- **Work to complete**: Begin with the line containing "Where can the sky" and copy each line exactly through the last line of the entries, inclusive.

- **Given entries**:
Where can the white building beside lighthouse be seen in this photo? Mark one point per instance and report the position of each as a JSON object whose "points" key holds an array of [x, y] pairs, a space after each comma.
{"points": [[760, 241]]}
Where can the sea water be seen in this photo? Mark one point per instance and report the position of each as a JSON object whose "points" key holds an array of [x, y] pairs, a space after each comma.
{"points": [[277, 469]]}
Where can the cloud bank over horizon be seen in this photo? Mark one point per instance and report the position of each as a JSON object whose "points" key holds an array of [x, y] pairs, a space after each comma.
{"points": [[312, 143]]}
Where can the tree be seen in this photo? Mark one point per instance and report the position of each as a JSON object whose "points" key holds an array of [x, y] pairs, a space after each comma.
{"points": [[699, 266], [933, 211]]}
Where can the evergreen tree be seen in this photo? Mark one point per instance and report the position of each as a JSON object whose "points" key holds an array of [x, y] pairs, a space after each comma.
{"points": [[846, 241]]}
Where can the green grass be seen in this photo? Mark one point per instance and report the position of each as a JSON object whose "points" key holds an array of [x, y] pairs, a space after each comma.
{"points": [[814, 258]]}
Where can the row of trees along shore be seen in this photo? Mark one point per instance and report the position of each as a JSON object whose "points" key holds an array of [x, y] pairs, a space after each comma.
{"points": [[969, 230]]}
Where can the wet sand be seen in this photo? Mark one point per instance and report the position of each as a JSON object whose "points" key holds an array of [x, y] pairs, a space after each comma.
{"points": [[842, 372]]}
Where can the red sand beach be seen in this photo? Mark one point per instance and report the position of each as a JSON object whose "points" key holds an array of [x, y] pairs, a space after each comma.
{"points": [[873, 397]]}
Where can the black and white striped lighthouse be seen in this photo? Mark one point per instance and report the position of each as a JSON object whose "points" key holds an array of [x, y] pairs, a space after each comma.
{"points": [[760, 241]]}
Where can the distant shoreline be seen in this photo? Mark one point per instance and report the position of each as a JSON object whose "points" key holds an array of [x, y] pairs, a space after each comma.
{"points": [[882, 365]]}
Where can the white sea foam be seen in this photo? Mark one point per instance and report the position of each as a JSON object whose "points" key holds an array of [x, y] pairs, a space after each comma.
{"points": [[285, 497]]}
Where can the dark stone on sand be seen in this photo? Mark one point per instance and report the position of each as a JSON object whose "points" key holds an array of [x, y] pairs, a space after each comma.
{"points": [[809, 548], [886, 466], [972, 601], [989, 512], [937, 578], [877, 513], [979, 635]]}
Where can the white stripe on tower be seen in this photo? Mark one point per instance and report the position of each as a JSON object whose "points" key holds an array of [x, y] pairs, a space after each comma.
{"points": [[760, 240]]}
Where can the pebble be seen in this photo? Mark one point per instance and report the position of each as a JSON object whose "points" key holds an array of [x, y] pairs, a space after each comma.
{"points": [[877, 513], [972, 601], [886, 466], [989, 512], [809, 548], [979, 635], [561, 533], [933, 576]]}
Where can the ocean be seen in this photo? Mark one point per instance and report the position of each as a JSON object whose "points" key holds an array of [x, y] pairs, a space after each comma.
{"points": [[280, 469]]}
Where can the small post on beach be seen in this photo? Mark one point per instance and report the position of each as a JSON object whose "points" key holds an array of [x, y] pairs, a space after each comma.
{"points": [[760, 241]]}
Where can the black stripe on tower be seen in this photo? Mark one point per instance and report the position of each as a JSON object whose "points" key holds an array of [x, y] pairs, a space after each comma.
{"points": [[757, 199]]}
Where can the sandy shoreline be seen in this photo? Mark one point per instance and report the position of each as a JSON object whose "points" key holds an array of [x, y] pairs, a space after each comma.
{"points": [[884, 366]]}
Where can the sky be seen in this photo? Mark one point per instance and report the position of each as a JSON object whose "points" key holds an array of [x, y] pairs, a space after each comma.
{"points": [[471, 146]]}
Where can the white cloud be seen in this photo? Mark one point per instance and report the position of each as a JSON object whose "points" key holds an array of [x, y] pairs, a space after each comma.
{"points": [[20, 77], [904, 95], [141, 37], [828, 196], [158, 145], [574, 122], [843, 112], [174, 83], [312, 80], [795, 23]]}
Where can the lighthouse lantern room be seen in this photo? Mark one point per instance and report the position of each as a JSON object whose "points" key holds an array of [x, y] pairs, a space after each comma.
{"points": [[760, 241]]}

- **Exercise output**:
Where can the sky be seen in this photo? Mark one point per instance and report the position of each as a JSON object whose "points" key holds an array of [x, y] pairs, a space after each comma.
{"points": [[471, 146]]}
Where can the white cloud be seen in this photo? Mark one point per instance and report the position of each as a JSON object whose "points" key holds an array of [x, y] pairs, a space after each comma.
{"points": [[20, 77], [904, 95], [141, 37], [828, 196], [158, 145], [574, 122], [843, 112], [174, 83], [312, 80], [795, 23]]}
Where can the lighthouse lantern room be seen in this photo? Mark one point per instance and report the position of each as a JSON object whose "points" key holds an array of [x, y] pairs, a space after each comma.
{"points": [[760, 241]]}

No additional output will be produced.